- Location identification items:
__________________________________________________

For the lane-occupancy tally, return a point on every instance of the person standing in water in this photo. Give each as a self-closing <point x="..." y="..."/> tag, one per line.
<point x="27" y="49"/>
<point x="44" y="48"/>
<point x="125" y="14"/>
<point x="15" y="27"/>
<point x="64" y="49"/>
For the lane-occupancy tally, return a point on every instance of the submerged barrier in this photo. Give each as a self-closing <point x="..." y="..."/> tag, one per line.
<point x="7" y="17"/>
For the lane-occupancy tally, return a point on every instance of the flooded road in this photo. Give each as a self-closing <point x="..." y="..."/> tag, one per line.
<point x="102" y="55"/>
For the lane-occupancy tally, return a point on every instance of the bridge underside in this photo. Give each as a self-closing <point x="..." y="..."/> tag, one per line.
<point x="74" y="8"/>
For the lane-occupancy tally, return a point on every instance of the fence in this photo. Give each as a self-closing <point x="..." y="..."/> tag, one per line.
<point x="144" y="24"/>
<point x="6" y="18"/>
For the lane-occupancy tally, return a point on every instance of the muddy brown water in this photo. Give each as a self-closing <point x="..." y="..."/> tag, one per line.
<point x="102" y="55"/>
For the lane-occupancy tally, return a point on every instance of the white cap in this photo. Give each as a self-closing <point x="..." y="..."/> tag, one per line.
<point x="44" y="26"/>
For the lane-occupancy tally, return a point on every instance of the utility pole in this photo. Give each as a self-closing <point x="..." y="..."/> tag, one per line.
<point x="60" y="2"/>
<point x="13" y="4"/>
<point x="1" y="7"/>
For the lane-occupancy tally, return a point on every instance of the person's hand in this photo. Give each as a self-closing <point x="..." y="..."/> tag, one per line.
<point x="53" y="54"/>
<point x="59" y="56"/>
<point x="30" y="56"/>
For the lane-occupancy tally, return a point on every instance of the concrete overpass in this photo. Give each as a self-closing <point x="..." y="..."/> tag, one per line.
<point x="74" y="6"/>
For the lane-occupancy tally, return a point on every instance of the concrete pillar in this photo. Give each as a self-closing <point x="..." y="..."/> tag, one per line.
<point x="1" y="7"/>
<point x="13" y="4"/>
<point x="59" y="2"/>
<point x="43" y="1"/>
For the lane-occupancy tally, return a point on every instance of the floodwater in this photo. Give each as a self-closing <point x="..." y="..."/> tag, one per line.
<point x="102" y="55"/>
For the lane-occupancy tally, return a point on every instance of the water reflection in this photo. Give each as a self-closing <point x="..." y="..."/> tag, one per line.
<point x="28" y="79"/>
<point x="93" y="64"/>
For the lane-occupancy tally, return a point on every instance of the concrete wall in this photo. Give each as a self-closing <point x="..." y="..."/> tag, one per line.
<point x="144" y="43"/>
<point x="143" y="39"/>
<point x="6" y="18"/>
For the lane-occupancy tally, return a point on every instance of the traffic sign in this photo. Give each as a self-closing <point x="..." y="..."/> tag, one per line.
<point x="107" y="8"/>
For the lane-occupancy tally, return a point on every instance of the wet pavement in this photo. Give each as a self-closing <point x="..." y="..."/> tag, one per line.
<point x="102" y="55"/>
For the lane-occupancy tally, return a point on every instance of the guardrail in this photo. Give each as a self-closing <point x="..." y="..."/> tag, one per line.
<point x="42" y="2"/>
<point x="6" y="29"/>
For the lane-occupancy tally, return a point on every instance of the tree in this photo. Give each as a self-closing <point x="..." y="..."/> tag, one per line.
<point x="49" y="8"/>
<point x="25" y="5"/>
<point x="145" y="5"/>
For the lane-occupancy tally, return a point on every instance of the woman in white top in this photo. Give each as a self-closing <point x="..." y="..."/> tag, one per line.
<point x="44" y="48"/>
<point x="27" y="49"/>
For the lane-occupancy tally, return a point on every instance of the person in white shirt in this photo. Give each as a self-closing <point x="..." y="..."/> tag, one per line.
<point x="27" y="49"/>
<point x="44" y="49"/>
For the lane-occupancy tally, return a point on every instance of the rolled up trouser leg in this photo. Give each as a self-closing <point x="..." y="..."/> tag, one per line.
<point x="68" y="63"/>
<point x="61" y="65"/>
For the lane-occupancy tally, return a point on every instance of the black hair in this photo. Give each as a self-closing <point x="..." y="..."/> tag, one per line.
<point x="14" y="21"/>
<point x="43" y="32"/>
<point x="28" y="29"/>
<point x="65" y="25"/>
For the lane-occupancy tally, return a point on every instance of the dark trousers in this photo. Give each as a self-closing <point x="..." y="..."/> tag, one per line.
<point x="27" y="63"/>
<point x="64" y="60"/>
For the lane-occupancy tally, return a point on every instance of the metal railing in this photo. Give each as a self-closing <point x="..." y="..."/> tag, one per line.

__________________________________________________

Write all of the records out again exactly.

- Answer below:
For the lane-occupancy tally, return a point on every instance of the person standing in water in this photo. Give each as a self-closing <point x="..." y="..."/> tag, one per line.
<point x="27" y="49"/>
<point x="44" y="48"/>
<point x="125" y="14"/>
<point x="15" y="27"/>
<point x="64" y="49"/>
For the lane-occupancy tally, return a point on every instance of the submerged barrier in this photo. Give each as a self-closing <point x="..." y="..."/> tag, one per line.
<point x="7" y="17"/>
For the lane-occupancy tally, return a point on every instance of the flooded road in this photo. Give each as a self-closing <point x="..." y="..."/> tag, one per line.
<point x="102" y="55"/>
For the lane-occupancy tally, return a point on every instance of the bridge underside in this photo. Give each as a self-closing <point x="..." y="..."/> tag, one per line.
<point x="74" y="8"/>
For the lane-occupancy tally, return a point on every instance of the fence in this photo. Give each as a self-closing <point x="..." y="..."/> tag, one per line.
<point x="144" y="24"/>
<point x="6" y="18"/>
For the lane-occupancy tally, return a point on every instance of the muddy brown water in this photo. Give each as a self-closing <point x="..." y="..."/> tag, one per line.
<point x="102" y="55"/>
For the lane-occupancy tally, return a point on every instance of the white cap in this photo. Give each as a self-closing <point x="..." y="..."/> tag, one per line.
<point x="44" y="26"/>
For the lane-occupancy tally, return a point on every instance of the utility pole in this photo. Give each as a self-closing <point x="..." y="..."/> tag, one per line.
<point x="60" y="2"/>
<point x="13" y="4"/>
<point x="1" y="7"/>
For the lane-occupancy tally, return a point on every instance of the person's hand in this photo. Give each as a self-closing <point x="..." y="..."/> tag, one per line.
<point x="53" y="54"/>
<point x="59" y="56"/>
<point x="30" y="56"/>
For the lane-occupancy tally, return a point on every instance of the concrete overpass in this photo. Give each as a self-closing <point x="..." y="..."/> tag, one per line.
<point x="74" y="6"/>
For the lane-occupancy tally, return a point on every instance of the concrete pillar in this photo. Give each as a self-closing <point x="..." y="..."/> tag, one per line.
<point x="1" y="7"/>
<point x="13" y="4"/>
<point x="59" y="2"/>
<point x="43" y="1"/>
For the lane-occupancy tally, return a point on every instance of the floodwater in this photo. Give each as a self-closing <point x="..." y="..."/> tag, one per line.
<point x="102" y="55"/>
For the lane-occupancy tally, return a point on every instance of the water reflection in this photo. Give each as a self-closing <point x="..." y="..."/> tag, one per line.
<point x="28" y="79"/>
<point x="93" y="64"/>
For the lane-occupancy tally, return a point on every instance of the concrete wall in this photo. Give each as a self-closing <point x="..." y="..."/> tag, one per line.
<point x="144" y="43"/>
<point x="143" y="39"/>
<point x="6" y="18"/>
For the lane-occupancy tally, return a point on every instance of the traffic sign in this photo. Give each as a self-closing <point x="..." y="..."/> tag, one per line.
<point x="107" y="8"/>
For the lane-occupancy tally, return a point on every instance of the wet pavement in this photo. Give each as a self-closing <point x="..." y="..."/> tag, one per line.
<point x="102" y="55"/>
For the lane-occupancy tally, return a point on every instance of the guardrail in this photo. Give each as a self-closing <point x="..." y="..."/> tag, one per line.
<point x="42" y="2"/>
<point x="6" y="29"/>
For the lane-occupancy tally, return a point on every instance of the tree in this photo. Give each as a self-closing <point x="..." y="..."/> tag, one per line.
<point x="49" y="8"/>
<point x="25" y="5"/>
<point x="145" y="5"/>
For the lane-occupancy tally, return a point on every instance of the woman in white top in this photo. Give each as a self-closing <point x="..." y="..."/> tag, one per line.
<point x="44" y="48"/>
<point x="27" y="49"/>
For the lane-occupancy tally, return a point on every instance of the person in white shirt in this photo. Give each as a self-closing <point x="..." y="..."/> tag, one per line.
<point x="27" y="49"/>
<point x="44" y="49"/>
For the lane-occupancy tally, return a point on every instance of the rolled up trouser leg in this photo. Give each as a self-closing <point x="..." y="..."/> tag, one per line.
<point x="68" y="63"/>
<point x="61" y="65"/>
For the lane-occupancy tally, return a point on every instance of the black hair in this photo. Give each as a self-closing <point x="..." y="..."/> tag, one per line.
<point x="14" y="21"/>
<point x="43" y="32"/>
<point x="28" y="29"/>
<point x="65" y="25"/>
For the lane-occupancy tally, return a point on every instance of the dark trousers in this photo. Give each as a self-closing <point x="..." y="..."/> tag, one per line.
<point x="27" y="63"/>
<point x="64" y="60"/>
For the lane-occupancy tally, return a point on every instance of the metal railing in this photo. Give each as a self-closing <point x="..." y="..."/> tag, one per line.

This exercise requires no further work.